■ **PROBLEM STATEMENT**: The answer must be every line of the records in which the string "Target" appears.

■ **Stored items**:
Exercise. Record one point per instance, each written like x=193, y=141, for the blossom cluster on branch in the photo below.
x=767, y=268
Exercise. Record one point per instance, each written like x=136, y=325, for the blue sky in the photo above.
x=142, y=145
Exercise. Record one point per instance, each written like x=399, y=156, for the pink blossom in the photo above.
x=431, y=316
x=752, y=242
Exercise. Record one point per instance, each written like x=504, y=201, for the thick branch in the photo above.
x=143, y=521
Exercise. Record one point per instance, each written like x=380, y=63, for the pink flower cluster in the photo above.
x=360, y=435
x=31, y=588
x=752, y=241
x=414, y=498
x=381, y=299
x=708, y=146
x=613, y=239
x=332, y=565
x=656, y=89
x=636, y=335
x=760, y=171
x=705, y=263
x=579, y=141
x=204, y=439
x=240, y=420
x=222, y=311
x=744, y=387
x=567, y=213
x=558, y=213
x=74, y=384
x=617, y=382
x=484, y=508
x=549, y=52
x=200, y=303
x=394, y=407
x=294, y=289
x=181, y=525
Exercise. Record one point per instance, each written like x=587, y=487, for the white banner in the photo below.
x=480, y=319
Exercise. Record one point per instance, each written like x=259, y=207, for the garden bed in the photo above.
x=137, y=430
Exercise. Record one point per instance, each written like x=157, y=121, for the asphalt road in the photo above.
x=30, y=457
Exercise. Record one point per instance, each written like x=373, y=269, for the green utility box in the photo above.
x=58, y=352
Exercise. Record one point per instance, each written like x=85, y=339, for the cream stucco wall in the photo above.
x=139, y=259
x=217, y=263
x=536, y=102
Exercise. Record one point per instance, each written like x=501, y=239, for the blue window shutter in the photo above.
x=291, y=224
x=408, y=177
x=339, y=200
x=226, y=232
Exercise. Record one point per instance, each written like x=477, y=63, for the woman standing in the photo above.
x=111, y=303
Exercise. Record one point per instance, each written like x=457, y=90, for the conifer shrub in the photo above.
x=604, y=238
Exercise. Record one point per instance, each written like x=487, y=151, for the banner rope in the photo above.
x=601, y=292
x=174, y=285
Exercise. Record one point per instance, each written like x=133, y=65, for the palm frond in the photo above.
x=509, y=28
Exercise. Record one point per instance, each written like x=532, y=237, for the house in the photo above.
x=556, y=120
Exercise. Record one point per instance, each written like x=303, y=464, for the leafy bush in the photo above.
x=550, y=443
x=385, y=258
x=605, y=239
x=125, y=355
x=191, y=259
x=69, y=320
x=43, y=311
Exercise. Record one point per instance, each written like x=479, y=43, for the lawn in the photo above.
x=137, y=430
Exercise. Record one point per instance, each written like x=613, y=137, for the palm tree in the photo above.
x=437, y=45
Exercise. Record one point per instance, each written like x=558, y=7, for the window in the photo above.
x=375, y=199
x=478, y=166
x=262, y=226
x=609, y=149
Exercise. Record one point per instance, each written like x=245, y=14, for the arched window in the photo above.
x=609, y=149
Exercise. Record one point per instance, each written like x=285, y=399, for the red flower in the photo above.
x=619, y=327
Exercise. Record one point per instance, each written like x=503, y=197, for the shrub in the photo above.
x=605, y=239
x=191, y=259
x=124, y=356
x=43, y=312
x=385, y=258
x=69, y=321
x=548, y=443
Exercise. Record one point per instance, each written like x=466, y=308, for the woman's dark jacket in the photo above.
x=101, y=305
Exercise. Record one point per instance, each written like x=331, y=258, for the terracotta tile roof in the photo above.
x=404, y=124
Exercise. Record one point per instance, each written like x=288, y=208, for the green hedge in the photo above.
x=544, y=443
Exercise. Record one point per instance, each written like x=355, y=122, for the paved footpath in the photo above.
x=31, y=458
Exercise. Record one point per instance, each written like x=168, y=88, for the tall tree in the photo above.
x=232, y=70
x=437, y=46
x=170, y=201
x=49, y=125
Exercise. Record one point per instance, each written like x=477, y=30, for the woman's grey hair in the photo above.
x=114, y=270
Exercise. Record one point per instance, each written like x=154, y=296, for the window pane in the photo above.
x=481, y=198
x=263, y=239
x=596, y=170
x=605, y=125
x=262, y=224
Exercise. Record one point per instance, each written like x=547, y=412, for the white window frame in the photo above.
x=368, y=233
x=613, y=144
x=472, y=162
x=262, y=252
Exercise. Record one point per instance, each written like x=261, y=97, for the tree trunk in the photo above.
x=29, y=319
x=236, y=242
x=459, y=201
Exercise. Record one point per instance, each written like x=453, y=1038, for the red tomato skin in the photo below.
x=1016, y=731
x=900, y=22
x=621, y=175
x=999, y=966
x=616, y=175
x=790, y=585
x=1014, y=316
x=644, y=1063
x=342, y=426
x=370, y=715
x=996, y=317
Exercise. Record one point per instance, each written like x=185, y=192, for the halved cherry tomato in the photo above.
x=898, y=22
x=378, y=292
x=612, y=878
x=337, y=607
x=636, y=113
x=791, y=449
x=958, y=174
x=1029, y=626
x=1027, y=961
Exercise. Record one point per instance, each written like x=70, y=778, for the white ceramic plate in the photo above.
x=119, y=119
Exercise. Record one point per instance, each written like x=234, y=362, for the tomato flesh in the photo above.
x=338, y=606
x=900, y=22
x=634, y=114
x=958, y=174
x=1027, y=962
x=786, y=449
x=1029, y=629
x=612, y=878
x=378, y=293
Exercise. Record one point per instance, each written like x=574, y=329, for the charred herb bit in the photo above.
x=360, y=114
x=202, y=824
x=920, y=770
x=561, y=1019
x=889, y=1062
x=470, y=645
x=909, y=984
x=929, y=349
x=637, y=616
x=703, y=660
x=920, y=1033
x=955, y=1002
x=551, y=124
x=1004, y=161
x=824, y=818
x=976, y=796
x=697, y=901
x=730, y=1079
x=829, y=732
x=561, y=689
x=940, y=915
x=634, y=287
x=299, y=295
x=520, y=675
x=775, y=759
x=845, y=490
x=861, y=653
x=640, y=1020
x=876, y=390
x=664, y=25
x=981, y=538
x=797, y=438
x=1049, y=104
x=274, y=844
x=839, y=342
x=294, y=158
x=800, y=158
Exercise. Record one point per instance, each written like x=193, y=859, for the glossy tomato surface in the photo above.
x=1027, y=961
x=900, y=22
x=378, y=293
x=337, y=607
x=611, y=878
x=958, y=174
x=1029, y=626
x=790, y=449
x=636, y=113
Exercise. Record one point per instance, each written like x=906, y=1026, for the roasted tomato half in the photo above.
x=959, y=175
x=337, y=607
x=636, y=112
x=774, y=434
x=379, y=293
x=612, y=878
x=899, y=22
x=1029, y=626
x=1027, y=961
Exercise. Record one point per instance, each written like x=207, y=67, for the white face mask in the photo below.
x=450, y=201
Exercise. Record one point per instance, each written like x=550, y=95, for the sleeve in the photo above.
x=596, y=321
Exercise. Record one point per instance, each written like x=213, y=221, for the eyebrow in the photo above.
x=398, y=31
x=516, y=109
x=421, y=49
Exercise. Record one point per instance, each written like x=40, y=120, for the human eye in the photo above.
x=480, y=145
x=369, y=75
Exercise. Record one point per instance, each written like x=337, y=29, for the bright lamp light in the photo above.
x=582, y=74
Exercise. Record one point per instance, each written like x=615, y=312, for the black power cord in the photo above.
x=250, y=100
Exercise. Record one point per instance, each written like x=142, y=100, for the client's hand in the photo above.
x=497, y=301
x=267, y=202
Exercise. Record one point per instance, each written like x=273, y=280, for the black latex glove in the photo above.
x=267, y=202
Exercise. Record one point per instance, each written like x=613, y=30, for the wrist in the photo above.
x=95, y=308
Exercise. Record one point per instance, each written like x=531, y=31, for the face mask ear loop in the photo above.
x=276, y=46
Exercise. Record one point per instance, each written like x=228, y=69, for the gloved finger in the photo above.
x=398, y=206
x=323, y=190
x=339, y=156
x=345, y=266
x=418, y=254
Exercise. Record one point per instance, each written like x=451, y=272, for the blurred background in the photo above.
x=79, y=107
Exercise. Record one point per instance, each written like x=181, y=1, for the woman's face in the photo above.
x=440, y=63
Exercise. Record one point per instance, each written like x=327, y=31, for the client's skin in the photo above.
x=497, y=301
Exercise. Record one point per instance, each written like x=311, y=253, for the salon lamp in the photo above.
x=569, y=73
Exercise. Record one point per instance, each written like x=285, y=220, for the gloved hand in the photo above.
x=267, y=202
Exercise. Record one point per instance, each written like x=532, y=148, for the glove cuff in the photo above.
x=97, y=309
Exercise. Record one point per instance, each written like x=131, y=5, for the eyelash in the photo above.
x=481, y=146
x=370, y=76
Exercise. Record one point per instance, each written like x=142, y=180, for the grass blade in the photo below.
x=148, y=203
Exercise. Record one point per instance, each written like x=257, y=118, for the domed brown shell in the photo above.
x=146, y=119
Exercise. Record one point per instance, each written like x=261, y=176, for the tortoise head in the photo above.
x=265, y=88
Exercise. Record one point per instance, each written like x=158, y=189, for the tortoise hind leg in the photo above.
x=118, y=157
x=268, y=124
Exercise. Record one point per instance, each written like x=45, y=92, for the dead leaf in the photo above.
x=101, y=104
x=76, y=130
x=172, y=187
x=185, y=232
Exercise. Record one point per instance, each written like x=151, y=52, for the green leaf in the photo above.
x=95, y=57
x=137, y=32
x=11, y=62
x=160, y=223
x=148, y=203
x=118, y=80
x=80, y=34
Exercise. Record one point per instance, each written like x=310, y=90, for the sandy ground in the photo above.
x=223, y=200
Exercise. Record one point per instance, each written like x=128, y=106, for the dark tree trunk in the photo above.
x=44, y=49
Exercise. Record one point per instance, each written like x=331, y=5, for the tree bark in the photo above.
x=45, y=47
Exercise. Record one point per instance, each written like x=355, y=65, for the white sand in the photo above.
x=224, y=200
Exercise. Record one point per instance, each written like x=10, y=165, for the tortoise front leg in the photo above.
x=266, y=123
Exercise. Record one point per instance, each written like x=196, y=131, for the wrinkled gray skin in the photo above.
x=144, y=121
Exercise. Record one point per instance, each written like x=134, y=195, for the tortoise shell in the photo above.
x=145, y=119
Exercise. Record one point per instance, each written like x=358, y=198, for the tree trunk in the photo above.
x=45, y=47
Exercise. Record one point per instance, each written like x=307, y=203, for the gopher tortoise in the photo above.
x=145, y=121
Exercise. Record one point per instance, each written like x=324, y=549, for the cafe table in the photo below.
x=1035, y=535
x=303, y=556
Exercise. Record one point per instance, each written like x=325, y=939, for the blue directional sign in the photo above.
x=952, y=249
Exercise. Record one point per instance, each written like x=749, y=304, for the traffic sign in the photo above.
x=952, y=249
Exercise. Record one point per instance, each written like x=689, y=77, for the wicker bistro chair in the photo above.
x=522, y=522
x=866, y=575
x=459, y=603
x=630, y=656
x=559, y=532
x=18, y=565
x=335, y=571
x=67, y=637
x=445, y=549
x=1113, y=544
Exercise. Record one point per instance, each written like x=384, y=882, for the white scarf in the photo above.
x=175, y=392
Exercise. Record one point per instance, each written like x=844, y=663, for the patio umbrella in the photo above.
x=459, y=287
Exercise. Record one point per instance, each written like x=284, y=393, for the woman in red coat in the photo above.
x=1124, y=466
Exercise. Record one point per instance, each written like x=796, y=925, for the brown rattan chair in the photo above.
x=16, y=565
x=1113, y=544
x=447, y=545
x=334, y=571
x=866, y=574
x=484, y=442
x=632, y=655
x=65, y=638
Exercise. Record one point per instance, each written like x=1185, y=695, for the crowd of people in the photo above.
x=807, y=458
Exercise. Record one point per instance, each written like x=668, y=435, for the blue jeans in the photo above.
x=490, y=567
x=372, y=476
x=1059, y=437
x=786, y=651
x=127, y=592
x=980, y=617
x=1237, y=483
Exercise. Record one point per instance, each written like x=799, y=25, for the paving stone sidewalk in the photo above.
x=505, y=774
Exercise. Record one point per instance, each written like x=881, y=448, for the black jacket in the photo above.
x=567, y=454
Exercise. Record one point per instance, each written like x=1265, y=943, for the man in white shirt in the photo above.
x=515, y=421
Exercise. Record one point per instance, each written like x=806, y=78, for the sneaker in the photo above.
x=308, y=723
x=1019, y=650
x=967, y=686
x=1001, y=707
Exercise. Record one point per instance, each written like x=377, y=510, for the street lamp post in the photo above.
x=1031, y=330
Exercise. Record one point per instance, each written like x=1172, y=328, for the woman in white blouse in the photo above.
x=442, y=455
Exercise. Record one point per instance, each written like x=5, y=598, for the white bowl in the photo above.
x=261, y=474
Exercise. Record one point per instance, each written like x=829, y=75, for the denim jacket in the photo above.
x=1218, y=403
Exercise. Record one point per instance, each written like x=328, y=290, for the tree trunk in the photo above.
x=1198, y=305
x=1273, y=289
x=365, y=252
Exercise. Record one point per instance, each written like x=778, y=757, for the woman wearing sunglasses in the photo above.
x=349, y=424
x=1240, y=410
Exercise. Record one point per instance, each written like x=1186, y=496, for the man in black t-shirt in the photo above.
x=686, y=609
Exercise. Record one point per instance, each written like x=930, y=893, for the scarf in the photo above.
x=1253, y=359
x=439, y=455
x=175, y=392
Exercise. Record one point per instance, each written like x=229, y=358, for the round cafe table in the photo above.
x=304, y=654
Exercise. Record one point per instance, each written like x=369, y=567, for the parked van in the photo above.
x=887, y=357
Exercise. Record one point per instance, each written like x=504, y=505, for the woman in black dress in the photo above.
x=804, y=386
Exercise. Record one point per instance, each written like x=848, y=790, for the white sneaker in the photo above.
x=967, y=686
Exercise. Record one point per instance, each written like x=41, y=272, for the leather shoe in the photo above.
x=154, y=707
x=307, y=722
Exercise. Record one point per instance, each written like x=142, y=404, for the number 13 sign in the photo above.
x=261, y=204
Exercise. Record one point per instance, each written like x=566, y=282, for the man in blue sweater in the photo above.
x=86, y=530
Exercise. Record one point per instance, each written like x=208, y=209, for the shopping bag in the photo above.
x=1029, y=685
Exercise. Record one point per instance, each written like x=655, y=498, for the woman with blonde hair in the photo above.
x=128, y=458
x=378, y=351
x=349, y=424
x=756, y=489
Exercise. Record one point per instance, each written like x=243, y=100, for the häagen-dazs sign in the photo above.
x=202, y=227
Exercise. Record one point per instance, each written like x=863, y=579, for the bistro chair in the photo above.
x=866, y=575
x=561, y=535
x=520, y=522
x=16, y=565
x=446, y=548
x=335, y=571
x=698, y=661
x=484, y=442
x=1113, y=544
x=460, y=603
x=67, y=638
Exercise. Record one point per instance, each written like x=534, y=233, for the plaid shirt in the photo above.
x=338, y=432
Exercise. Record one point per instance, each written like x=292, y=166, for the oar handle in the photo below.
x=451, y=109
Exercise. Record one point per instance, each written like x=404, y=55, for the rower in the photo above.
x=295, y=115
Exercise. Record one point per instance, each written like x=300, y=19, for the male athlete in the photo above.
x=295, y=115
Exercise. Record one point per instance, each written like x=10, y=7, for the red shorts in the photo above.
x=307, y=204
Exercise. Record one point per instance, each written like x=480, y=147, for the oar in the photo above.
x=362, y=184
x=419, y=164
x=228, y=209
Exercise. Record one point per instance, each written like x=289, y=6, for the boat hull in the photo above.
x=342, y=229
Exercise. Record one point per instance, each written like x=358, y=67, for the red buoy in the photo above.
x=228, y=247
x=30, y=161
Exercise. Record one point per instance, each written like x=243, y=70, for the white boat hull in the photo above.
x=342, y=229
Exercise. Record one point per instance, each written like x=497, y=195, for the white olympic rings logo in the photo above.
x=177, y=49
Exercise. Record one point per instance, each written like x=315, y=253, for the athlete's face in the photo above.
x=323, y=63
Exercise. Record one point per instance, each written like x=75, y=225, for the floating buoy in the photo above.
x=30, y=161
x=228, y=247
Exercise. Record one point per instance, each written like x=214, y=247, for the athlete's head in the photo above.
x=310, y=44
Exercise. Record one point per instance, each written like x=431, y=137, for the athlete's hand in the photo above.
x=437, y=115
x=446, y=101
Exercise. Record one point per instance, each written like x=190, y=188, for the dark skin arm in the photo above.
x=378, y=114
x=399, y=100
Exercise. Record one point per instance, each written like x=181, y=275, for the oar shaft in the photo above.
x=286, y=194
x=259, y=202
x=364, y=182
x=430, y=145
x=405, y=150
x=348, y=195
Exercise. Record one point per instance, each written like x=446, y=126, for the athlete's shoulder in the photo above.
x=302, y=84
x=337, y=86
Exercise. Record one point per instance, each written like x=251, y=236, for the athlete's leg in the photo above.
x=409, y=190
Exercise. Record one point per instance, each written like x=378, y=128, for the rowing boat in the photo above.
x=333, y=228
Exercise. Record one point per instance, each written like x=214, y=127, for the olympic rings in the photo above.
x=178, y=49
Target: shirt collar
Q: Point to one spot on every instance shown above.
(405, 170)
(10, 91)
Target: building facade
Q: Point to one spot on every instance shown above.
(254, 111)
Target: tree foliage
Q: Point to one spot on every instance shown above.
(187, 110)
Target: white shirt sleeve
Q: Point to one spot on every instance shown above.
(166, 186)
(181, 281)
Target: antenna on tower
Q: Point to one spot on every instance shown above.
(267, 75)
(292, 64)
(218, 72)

■ **OUTPUT**:
Target: shirt collar
Target: building facade
Target: tree foliage
Target: white shirt sleeve
Target: antenna on tower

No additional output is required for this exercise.